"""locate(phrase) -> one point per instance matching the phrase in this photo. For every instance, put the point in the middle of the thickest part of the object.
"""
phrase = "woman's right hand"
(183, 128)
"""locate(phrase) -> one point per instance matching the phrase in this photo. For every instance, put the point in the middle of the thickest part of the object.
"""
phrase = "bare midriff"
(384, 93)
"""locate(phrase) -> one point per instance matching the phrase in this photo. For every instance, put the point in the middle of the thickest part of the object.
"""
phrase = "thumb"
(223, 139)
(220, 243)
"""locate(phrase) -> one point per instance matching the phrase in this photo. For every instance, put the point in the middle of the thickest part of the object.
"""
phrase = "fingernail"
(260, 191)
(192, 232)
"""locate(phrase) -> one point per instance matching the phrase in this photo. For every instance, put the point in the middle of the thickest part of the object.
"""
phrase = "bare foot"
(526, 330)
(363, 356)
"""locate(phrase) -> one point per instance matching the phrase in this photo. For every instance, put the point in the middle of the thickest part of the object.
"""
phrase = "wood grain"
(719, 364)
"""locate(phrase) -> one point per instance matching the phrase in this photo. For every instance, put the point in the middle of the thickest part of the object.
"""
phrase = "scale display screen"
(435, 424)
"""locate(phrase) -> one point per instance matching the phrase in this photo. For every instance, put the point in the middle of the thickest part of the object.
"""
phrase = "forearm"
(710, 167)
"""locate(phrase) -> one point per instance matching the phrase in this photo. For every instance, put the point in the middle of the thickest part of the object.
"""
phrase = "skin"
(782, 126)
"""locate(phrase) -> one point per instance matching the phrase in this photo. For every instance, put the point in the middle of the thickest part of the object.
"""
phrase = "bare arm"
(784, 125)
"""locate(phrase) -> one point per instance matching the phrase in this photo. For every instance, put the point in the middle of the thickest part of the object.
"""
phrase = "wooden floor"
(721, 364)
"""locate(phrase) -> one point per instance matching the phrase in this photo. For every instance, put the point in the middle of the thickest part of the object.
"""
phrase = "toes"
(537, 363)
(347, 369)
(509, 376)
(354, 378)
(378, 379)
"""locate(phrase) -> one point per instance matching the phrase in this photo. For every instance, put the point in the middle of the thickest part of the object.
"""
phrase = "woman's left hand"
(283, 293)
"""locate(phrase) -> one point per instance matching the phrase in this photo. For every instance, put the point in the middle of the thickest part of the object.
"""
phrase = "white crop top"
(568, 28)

Work task → Please give each line above again, word for word.

Solution for this problem →
"""locate(phrase) -> one point per instance matching the phrase in this photo. For every instance, put the point in the middle of the thickest part of the object.
"""
phrase = "woman's right hand"
(183, 128)
"""locate(phrase) -> one point per instance matching the phrase in this photo. For every instance, put the point in the middle of the thickest part of the object.
"""
phrase = "bare midriff"
(384, 93)
"""locate(phrase) -> one point per instance matching the phrase in this photo. For every instance, put the point in the middle of the thickest part of the object.
"""
phrase = "thumb"
(223, 139)
(220, 243)
"""locate(phrase) -> one point per instance matching the phrase in this photo. For every instance, put the point in the middle of the thickest part of the object.
"""
phrase = "fingernail"
(260, 191)
(192, 232)
"""locate(phrase) -> one point per instance matching the phrase in this photo. For every instance, put the point in the middle of the thickest part of the object.
"""
phrase = "bare foot"
(526, 330)
(363, 356)
"""locate(phrase) -> one point per instance matching the phrase in this photo. For every instance, put the point in the middle of the thickest part of the object.
"""
phrase = "wood grain"
(719, 364)
"""locate(phrase) -> one point per instance matching the phrase in this photo. For every instance, put the point in the middle of the thickest part of the object.
"""
phrase = "scale display screen"
(435, 424)
"""locate(phrase) -> one point per instance matching the phrase in this photo. For every instance, put the point in the middle of the thickest part of the object.
"""
phrase = "forearm"
(710, 167)
"""locate(phrase) -> one point per instance matching the phrase in this photo. For every instance, put the point in the middle of the thickest part of the object.
"""
phrase = "skin"
(782, 126)
"""locate(phrase) -> one point per instance matching the phrase in this photo. For every instance, put the point in the middle of the thickest part of the object.
"""
phrase = "bare arm"
(784, 125)
"""locate(phrase) -> one point per instance matching the phrase in this photo. For every instance, put the point in the middle of the thickest part of the object.
"""
phrase = "wooden floor"
(721, 364)
"""locate(phrase) -> one point per instance matching the phrase in this photo. For every instance, put the point in the middle of the thickest part of the object.
"""
phrase = "toes"
(537, 363)
(347, 369)
(509, 376)
(354, 378)
(378, 379)
"""locate(phrase) -> one point per instance matching the phrase in this photo. For every instance, put the point in the middle of the thickest part of the object.
"""
phrase = "woman's left hand"
(283, 293)
"""locate(phrase) -> one point per instance matching the phrase in this photo. For every instance, put the point in the middle of the thickest part of the object.
"""
phrase = "white crop top"
(568, 28)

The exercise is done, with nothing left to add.